> _Goal of the exercise_
Update the entries below by changing every "outline" to "contour", then reproduce all the lines with nothing else altered.

> _Data for processing_
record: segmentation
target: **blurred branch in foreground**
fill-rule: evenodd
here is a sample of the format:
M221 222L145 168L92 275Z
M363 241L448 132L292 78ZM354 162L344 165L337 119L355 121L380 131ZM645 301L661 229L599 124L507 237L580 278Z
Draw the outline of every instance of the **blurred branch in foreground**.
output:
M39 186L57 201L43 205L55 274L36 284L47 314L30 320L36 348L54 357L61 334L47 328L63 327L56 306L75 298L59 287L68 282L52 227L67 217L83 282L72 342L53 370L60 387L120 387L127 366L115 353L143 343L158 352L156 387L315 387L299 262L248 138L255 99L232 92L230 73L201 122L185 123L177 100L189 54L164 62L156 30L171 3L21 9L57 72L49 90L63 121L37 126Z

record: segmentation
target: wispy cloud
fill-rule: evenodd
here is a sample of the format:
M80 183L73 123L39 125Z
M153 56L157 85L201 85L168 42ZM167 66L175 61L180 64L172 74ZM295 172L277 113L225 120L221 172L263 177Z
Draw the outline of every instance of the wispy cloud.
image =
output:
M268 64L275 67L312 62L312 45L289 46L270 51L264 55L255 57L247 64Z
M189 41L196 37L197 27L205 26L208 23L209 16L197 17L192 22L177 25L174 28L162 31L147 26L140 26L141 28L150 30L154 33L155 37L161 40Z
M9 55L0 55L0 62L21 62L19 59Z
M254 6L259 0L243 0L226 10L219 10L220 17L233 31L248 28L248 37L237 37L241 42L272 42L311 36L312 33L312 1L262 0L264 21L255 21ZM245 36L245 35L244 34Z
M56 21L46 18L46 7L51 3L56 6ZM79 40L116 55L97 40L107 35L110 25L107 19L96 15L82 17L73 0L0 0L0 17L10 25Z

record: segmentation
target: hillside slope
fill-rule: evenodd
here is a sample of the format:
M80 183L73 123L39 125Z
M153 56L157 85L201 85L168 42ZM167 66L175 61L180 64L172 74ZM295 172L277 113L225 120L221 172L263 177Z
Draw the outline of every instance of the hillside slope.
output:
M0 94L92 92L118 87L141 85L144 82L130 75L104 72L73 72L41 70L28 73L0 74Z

> _Problem solution_
record: segmentation
target: **blurred branch in foreground**
fill-rule: evenodd
here is a sample of the format:
M221 222L145 168L92 275Z
M363 241L448 132L292 78ZM354 162L344 165L337 119L355 121L380 131ZM645 301L661 229L599 124L507 237L580 278Z
Draw the contour of every instance of the **blurred branch in foreground**.
output:
M39 186L57 201L43 205L55 274L36 284L47 314L30 320L36 348L54 357L61 334L47 328L63 327L56 306L75 298L59 287L68 282L52 227L67 217L83 282L72 342L53 370L60 387L120 387L127 366L115 353L143 343L158 352L156 387L315 387L299 262L248 138L255 99L232 92L230 73L201 122L185 123L177 100L189 54L164 62L156 30L171 3L21 9L57 72L49 90L63 121L37 126Z

record: segmentation
target: wispy cloud
fill-rule: evenodd
here is a sample of the format:
M80 183L73 123L39 125Z
M153 56L157 85L201 85L168 42ZM167 66L175 61L180 64L172 74ZM295 172L277 113L225 120L221 172L263 177Z
Draw the contour of every instance of the wispy cloud.
image =
output:
M268 64L275 67L312 62L312 45L289 46L270 51L264 55L255 57L247 64Z
M189 41L196 37L197 27L205 26L208 23L209 16L197 17L192 22L177 25L174 28L162 31L147 26L140 26L141 28L150 30L154 33L155 37L161 40Z
M9 55L0 55L0 62L21 62L19 59Z
M254 6L259 0L243 0L226 10L219 10L220 17L233 31L248 28L248 37L237 37L241 42L272 42L311 36L312 33L312 1L262 0L264 21L255 21ZM245 36L245 35L244 34Z
M56 21L46 18L46 7L51 3L56 6ZM79 40L116 55L97 40L107 35L110 25L107 19L96 15L82 17L73 0L0 0L0 17L10 25Z

record: segmentation
target: hillside slope
fill-rule: evenodd
here is a sample of the format:
M80 183L73 123L39 125Z
M153 56L157 85L201 85L168 42ZM167 66L175 61L180 64L172 74ZM295 172L277 113L225 120L221 172L263 177Z
Draw the contour of every instance of the hillside slope.
output:
M0 94L92 92L118 87L141 85L144 82L130 75L104 72L73 72L41 70L28 73L0 74Z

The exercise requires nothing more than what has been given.